## Tasks and exercises
1. In the text on additional support in Scotland, rewrite the stretch from "Examples of the" through "maths, learning style.", swapping "bullied" for "harassed".
2. Translate this sentence from the text on additional support in Scotland into French: "The need for extra support can be temporary or ongoing."
3. Answer these questions using the text on additional support in Scotland.
(a) Which Act sets out how children and young people with additional support needs should be supported in their education in Scotland?
(b) In Scotland, what age range defines a young person?
(c) What example is given of a sensory impairment?

## Selected text
━━━━━━━━━━━━━━━━
Getting additional support: Scotland
The Education (Additional Support for Learning) (Scotland) Act 2004 sets out how children and young people with additional support needs should be supported in their education in Scotland.
The Act applies to all children and young people in public education from the date they begin free nursery education (age three or four) until their 18th birthday. In Scotland, a child is a person aged under 16 years; a young person is aged between 16 and 18 years.
What are additional support needs?
A child or young person in Scotland is said to have additional support needs if they need extra support in order to benefit from education. The need for extra support can be temporary or ongoing.
Examples of the factors that could lead to a need for additional support include:
- having a sensory impairment (e.g. deafness)
- having a specific language impairment
- having other learning difficulties
- being bullied
- children with behavioural difficulties.
Children with additional support needs might need help in a range of areas.
- Approaches to learning – reading, spelling, writing, concentration skills, maths, learning style.
━━━━━━━━━━━━━━━━
## Supplied entries

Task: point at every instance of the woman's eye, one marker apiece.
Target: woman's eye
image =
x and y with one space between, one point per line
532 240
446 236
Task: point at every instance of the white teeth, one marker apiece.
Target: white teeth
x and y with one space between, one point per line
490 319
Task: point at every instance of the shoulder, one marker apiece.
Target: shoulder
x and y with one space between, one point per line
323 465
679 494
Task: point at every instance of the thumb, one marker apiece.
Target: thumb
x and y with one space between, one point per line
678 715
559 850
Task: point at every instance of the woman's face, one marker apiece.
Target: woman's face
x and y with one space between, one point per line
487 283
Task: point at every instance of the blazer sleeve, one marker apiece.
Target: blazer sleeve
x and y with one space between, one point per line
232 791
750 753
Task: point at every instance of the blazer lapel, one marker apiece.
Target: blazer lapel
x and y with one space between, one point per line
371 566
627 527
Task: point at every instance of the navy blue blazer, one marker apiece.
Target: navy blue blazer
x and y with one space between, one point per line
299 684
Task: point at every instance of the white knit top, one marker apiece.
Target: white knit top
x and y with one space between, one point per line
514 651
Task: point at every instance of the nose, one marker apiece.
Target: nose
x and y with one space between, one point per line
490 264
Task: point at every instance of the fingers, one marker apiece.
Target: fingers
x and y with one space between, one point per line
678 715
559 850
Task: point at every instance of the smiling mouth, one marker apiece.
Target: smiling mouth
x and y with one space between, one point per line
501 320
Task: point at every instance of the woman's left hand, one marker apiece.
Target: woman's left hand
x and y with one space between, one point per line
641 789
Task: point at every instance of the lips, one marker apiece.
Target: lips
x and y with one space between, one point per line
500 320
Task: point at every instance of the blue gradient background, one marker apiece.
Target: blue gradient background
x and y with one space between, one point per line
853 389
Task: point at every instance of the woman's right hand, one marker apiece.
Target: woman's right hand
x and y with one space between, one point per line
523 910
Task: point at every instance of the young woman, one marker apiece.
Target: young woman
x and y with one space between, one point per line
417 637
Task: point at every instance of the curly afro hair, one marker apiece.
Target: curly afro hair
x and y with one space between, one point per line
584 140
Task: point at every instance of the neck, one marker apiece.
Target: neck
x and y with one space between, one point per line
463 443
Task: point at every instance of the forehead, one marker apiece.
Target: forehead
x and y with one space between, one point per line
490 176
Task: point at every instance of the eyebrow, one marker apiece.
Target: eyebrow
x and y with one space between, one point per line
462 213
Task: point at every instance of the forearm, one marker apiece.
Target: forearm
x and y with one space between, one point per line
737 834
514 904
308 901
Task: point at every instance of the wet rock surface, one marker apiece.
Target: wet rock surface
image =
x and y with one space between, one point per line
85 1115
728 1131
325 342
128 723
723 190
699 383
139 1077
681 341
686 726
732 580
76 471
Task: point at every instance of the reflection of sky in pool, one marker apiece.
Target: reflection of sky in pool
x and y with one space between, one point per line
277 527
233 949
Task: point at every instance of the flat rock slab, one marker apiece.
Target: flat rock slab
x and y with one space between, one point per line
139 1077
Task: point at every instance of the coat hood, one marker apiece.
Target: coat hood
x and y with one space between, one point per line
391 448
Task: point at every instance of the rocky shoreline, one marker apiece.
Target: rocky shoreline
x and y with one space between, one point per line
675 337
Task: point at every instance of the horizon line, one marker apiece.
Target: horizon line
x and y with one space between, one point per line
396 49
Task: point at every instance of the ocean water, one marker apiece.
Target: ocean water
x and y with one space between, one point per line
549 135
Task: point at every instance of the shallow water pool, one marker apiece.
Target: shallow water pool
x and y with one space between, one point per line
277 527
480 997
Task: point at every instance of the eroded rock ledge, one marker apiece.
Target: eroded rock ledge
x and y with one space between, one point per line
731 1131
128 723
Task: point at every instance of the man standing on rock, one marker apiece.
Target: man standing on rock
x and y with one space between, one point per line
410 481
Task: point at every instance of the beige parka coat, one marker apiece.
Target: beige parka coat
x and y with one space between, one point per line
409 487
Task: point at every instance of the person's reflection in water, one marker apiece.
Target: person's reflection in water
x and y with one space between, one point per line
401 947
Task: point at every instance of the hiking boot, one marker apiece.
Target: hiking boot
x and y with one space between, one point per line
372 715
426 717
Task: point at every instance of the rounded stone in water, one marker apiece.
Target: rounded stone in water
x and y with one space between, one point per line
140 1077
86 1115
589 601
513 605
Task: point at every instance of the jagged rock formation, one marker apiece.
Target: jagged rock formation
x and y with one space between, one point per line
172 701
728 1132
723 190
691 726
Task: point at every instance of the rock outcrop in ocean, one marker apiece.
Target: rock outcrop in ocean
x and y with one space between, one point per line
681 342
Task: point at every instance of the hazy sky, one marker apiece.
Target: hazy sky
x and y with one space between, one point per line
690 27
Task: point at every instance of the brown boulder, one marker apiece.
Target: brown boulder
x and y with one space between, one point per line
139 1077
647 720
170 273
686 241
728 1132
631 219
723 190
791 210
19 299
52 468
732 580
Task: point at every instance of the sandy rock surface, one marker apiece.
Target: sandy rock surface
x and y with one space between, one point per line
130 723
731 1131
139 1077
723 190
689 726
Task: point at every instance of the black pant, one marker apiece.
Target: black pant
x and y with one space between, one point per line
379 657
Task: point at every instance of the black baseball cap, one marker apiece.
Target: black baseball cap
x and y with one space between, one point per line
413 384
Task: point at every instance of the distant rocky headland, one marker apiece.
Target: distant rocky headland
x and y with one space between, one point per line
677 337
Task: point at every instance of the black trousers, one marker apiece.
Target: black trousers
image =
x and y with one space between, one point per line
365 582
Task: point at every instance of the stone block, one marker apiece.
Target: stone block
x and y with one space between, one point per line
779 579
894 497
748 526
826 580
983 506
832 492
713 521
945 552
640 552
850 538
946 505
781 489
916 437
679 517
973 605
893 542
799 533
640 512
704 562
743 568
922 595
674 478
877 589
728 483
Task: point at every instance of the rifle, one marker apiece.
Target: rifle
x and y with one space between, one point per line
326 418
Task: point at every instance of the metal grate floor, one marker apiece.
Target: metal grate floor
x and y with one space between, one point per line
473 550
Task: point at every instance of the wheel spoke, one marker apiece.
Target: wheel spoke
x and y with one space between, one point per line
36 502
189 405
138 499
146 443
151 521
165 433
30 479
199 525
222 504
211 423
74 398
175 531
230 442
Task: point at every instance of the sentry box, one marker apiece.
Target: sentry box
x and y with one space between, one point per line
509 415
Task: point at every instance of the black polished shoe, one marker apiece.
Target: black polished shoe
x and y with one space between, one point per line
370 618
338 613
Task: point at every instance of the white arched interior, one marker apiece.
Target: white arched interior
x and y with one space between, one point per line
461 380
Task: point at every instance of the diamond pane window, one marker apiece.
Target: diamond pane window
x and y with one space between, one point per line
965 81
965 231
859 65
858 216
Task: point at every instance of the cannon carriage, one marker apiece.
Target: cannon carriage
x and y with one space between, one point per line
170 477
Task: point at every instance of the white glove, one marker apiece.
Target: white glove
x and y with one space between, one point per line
━━━━━━━━━━━━━━━━
## Outputs for the tasks
1.
Examples of the factors that could lead to a need for additional support include:
- having a sensory impairment (e.g. deafness)
- having a specific language impairment
- having other learning difficulties
- being harassed
- children with behavioural difficulties.
Children with additional support needs might need help in a range of areas.
- Approaches to learning – reading, spelling, writing, concentration skills, maths, learning style.

2. Le besoin d'un soutien supplémentaire peut être temporaire ou continu.

3.
(a) The Education (Additional Support for Learning) (Scotland) Act 2004
(b) Between 16 and 18 years
(c) Deafness